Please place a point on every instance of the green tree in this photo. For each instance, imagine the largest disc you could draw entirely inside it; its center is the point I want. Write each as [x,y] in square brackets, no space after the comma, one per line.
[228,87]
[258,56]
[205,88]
---
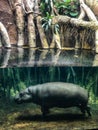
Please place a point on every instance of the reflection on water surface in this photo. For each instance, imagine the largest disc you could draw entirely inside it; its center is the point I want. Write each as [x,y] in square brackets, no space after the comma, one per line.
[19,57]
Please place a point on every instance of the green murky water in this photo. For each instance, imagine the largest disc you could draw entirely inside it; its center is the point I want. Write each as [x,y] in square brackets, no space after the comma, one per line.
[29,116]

## Exercise
Find every line in the data above that contains the word "largest" and copy each of those lines. Uppercase and lowercase letters count as different.

## Correct response
Please place a point on every instance of the green tree in this photo. For each instance, imagine the largest disc you could draw entirely inside it; its center is the point I want. Write each as [x,y] in square brackets, no space after the comma, one per line.
Please place a point on every instance of the reflection on water surface in this photo. For each instance, imagine the largest disc you could draw entirely inside it; its center is the point I want. Write each as [x,y] in square brackets, no space after the comma, one per line.
Please place a point on every instance of the green murky water in this photo. For each instance, imagine the largest disc you could draw entirely inside it; its center is the point I want. Write each as [x,y] in square brackets, no space after the comma, one per line.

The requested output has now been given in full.